## PROMPT
Report every line below that has the string "cutout" in it.

## DATA FOR THE TASK
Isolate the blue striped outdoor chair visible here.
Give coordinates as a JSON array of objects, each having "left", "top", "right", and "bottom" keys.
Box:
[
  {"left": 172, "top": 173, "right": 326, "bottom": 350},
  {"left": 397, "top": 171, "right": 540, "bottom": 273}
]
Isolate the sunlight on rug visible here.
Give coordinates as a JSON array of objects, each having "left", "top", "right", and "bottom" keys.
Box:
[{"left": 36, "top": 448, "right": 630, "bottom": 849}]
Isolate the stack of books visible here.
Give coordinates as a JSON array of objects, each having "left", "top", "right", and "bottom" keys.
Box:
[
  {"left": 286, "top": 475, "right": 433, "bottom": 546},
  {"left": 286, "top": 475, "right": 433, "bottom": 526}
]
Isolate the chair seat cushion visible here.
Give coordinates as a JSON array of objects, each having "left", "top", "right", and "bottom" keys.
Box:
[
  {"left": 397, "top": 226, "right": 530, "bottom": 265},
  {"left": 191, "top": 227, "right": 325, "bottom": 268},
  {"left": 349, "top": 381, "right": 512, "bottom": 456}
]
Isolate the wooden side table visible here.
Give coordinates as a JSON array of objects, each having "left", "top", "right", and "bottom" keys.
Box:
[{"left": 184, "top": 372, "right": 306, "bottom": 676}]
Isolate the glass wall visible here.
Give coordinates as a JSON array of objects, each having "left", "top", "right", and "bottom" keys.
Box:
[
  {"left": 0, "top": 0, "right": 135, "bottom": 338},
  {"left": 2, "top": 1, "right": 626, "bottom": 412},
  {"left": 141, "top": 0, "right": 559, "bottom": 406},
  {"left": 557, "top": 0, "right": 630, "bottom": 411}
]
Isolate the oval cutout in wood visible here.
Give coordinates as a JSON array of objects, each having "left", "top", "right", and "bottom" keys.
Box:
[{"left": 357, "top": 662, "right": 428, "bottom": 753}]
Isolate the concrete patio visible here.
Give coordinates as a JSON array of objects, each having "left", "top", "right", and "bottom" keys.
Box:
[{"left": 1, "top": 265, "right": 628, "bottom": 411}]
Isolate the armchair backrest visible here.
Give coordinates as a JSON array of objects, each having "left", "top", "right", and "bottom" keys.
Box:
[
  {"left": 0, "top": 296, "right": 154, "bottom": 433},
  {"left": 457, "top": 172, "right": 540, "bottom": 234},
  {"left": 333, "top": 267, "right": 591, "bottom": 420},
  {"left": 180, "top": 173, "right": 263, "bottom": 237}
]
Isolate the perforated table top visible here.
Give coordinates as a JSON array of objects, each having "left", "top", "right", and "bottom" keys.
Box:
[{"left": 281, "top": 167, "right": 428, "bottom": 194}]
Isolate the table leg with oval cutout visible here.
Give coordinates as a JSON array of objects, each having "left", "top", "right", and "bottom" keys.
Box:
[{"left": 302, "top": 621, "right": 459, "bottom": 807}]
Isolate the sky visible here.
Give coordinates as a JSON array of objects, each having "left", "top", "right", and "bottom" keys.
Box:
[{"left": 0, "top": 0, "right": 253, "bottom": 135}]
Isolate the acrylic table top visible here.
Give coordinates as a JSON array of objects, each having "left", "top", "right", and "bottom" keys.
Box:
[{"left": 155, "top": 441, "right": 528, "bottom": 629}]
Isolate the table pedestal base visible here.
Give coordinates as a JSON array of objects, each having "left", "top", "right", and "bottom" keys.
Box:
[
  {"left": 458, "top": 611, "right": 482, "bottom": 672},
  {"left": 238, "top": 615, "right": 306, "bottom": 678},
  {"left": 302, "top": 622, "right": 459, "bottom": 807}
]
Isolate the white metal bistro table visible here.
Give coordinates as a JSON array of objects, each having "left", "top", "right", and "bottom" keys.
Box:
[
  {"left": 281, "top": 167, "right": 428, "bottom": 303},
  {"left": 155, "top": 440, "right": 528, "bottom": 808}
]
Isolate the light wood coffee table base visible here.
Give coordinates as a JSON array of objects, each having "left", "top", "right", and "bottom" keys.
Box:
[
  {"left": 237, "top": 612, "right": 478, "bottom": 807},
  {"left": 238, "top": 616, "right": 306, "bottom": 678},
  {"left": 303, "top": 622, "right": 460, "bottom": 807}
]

## RESPONSE
Isolate the oval cutout in wood visible here.
Isolate the table leg with oval cutout visible here.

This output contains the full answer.